PAGE:
Co-Chair Therriault pointed out that the intent was to keep
"one" overall marketing effort. The members of the
qualified trade association would participate in a yearly
contract. The Department and the Legislature would evaluate
the success of that effort. He believed that the proposed
system contained enough checks and balances. A conversion
study would be moved to the Division of Tourism, to
determine if the contractor was having the desired effect in
maintaining inquiries.
Representative Austerman asked what the relationship would
be between the Division of Tourism and the Council. Co-
Chair Therriault commented that the Division would no longer
be handling the marketing. Representative Austerman foresaw
problems with two organizations trying to gather funds from
the membership. Ms. Lindgren shared Representative
Austerman's concern. She acknowledged that to bring that
amount of money to the table would require the industry to
be cohesive and working together. That would give the
Department an "out" if there was a disagreement. If there
is no organization willing to match funds for the program
which the State is proposing, then it would not be a viable
program. The Division will have an important role in
overseeing the contract, planning, advocacy and business
development.
Mr. Dole noted the reason the compromise was added was
because everyone wants to see a vehicle which could address
a future disagreement. Additionally, with the continuation
of State dollars, will provide businesses, two places to use
as a sounding board.

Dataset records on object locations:
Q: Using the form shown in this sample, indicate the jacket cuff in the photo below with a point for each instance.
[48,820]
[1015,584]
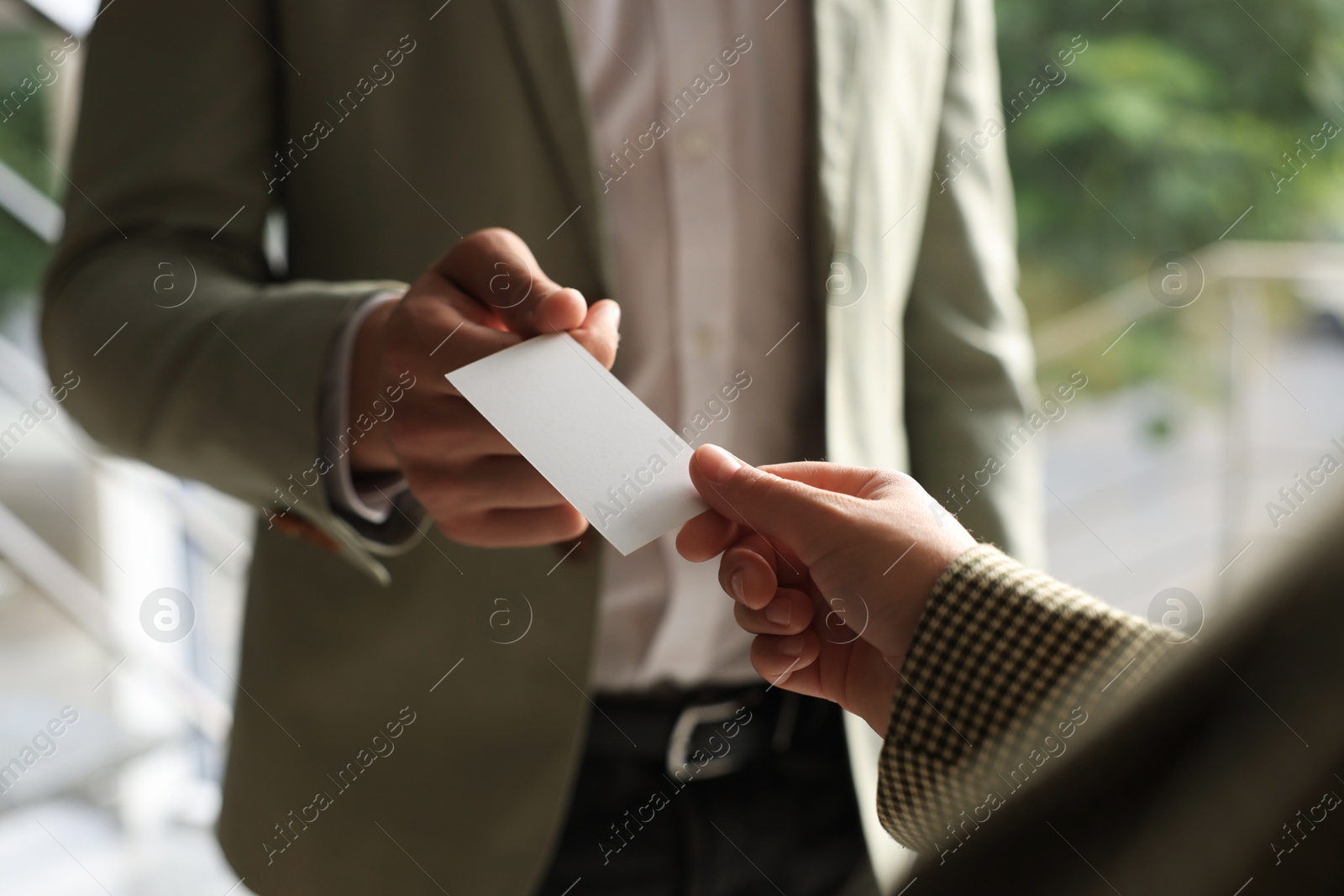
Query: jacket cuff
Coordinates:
[999,653]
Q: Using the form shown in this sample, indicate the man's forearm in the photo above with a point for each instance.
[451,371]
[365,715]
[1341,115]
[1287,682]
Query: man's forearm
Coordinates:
[1000,663]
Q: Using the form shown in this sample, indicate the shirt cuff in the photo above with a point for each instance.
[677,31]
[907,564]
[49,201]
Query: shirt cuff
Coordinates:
[369,496]
[1005,660]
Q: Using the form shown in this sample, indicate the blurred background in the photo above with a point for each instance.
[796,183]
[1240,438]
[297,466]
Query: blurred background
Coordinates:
[1180,197]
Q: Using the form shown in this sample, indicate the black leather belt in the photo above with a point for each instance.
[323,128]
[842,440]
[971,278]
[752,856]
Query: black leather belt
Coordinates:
[696,734]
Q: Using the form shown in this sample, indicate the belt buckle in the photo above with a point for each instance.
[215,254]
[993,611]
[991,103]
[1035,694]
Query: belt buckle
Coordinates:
[679,743]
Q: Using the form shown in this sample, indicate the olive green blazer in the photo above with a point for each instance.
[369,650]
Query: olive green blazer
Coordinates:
[385,132]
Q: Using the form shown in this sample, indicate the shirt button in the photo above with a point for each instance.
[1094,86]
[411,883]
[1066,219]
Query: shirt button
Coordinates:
[696,145]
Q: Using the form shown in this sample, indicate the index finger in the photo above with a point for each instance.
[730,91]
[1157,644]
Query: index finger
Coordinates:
[496,269]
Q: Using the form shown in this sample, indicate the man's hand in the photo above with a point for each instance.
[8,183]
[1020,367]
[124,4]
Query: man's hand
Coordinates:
[484,296]
[831,567]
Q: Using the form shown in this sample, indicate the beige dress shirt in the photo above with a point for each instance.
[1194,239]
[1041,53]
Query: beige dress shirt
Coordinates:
[696,114]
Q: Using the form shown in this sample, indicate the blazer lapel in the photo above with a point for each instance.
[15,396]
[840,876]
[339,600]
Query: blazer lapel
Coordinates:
[542,53]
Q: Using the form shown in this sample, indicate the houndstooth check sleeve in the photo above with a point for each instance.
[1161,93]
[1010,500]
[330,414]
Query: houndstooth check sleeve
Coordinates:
[1001,671]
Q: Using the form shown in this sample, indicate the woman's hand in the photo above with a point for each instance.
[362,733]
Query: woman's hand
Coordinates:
[831,567]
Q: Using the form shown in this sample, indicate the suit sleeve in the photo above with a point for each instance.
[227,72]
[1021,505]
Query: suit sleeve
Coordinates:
[1005,667]
[190,356]
[969,364]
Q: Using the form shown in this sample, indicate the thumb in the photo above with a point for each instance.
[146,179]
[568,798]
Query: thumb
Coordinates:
[792,513]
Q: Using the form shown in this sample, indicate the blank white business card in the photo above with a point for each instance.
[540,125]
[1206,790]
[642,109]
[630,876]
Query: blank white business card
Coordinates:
[609,456]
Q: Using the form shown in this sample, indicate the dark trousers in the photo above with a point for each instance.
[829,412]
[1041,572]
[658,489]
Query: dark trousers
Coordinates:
[784,822]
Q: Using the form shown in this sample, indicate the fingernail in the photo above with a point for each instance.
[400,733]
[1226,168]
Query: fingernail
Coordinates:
[717,464]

TASK OBJECTIVE: Reproduce the tourism marketing minutes from "Mr. Dole noted" to "a sounding board.", renaming "compromise" as "amendment".

EXERCISE SOLUTION:
Mr. Dole noted the reason the amendment was added was
because everyone wants to see a vehicle which could address
a future disagreement. Additionally, with the continuation
of State dollars, will provide businesses, two places to use
as a sounding board.